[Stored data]

· · · ·

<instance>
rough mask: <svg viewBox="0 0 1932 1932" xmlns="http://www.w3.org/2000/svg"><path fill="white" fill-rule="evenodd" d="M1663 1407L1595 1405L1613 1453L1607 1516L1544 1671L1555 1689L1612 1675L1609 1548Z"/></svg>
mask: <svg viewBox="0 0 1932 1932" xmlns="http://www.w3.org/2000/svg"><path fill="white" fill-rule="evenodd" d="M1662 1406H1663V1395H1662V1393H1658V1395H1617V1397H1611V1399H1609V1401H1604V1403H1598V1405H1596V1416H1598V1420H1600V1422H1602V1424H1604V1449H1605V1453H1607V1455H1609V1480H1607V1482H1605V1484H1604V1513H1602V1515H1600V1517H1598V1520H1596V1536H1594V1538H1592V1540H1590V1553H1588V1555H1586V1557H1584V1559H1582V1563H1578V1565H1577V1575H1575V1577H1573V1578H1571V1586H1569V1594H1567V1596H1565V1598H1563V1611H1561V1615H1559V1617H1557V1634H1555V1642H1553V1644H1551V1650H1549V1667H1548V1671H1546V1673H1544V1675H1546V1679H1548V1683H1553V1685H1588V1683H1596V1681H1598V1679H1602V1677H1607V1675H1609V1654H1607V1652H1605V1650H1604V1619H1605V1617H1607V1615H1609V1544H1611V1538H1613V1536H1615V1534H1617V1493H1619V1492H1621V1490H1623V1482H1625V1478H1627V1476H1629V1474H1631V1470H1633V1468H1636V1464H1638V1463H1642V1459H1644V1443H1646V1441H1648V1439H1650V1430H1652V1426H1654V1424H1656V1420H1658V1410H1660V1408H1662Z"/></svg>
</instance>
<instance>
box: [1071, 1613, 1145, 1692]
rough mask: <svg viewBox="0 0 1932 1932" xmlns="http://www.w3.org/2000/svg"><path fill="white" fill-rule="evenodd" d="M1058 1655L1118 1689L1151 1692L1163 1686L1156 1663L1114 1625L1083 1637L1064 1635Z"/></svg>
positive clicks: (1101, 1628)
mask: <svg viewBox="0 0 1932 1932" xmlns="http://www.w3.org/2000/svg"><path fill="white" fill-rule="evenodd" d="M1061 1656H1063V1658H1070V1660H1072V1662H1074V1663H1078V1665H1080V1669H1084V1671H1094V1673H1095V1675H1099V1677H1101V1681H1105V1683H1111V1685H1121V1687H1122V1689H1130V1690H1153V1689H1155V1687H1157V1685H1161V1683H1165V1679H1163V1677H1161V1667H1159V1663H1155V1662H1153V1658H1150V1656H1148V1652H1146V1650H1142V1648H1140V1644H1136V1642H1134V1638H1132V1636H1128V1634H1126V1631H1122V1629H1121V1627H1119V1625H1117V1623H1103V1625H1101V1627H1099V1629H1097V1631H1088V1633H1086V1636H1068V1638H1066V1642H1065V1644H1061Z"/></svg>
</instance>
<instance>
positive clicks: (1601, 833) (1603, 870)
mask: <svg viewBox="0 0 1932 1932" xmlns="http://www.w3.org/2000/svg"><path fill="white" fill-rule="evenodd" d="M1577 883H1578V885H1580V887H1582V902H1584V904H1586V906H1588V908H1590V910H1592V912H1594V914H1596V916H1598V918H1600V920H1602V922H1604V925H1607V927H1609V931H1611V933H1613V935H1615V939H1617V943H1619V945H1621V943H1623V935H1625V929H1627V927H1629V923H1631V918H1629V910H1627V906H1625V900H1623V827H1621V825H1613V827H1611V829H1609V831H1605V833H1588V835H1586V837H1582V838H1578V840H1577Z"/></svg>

· · · ·

§ **Your task**: Copy all of the material above line for line, without any changes.

§ **Solution to the problem**:
<instance>
rough mask: <svg viewBox="0 0 1932 1932" xmlns="http://www.w3.org/2000/svg"><path fill="white" fill-rule="evenodd" d="M1663 1407L1595 1405L1613 1453L1607 1516L1544 1671L1555 1689L1612 1675L1609 1548Z"/></svg>
mask: <svg viewBox="0 0 1932 1932" xmlns="http://www.w3.org/2000/svg"><path fill="white" fill-rule="evenodd" d="M1662 1406H1663V1395H1662V1393H1658V1395H1617V1397H1611V1399H1609V1401H1604V1403H1598V1405H1596V1416H1598V1420H1600V1422H1602V1424H1604V1449H1605V1453H1607V1455H1609V1480H1607V1482H1605V1484H1604V1513H1602V1515H1600V1517H1598V1520H1596V1536H1594V1538H1592V1540H1590V1553H1588V1555H1586V1557H1584V1559H1582V1563H1578V1565H1577V1575H1575V1577H1573V1578H1571V1586H1569V1594H1567V1596H1565V1598H1563V1611H1561V1615H1559V1617H1557V1634H1555V1642H1553V1644H1551V1650H1549V1667H1548V1671H1546V1673H1544V1675H1546V1679H1548V1683H1553V1685H1588V1683H1596V1681H1598V1679H1602V1677H1607V1675H1609V1654H1607V1652H1605V1650H1604V1619H1605V1617H1607V1615H1609V1544H1611V1538H1613V1536H1615V1534H1617V1493H1619V1492H1621V1490H1623V1482H1625V1478H1627V1476H1629V1474H1631V1470H1633V1468H1636V1464H1638V1463H1642V1459H1644V1443H1646V1441H1648V1439H1650V1430H1652V1426H1654V1424H1656V1420H1658V1410H1660V1408H1662Z"/></svg>
</instance>
<instance>
box: [1071, 1613, 1145, 1692]
rough mask: <svg viewBox="0 0 1932 1932" xmlns="http://www.w3.org/2000/svg"><path fill="white" fill-rule="evenodd" d="M1058 1655L1118 1689L1151 1692L1163 1686L1156 1663L1114 1625L1083 1637L1064 1635Z"/></svg>
positive clicks: (1101, 1628)
mask: <svg viewBox="0 0 1932 1932" xmlns="http://www.w3.org/2000/svg"><path fill="white" fill-rule="evenodd" d="M1061 1656H1063V1658H1070V1660H1072V1662H1074V1663H1078V1665H1080V1669H1084V1671H1094V1673H1095V1675H1099V1677H1101V1681H1105V1683H1111V1685H1121V1687H1122V1689H1130V1690H1153V1689H1155V1687H1157V1685H1161V1683H1165V1679H1163V1677H1161V1667H1159V1663H1155V1662H1153V1658H1150V1656H1148V1652H1146V1650H1142V1648H1140V1644H1136V1642H1134V1638H1132V1636H1128V1634H1126V1631H1122V1629H1121V1627H1119V1625H1117V1623H1103V1625H1101V1627H1099V1629H1097V1631H1088V1633H1086V1636H1068V1638H1066V1642H1065V1644H1061Z"/></svg>
</instance>
<instance>
positive clicks: (1601, 833) (1603, 870)
mask: <svg viewBox="0 0 1932 1932" xmlns="http://www.w3.org/2000/svg"><path fill="white" fill-rule="evenodd" d="M1577 883H1578V885H1580V887H1582V902H1584V904H1586V906H1588V908H1590V910H1592V912H1594V914H1596V916H1598V918H1600V920H1602V922H1604V925H1607V927H1609V931H1611V933H1613V935H1615V939H1617V943H1619V945H1621V943H1623V935H1625V929H1627V927H1629V923H1631V918H1629V910H1627V906H1625V900H1623V827H1621V825H1613V827H1611V829H1609V831H1605V833H1588V835H1586V837H1582V838H1578V840H1577Z"/></svg>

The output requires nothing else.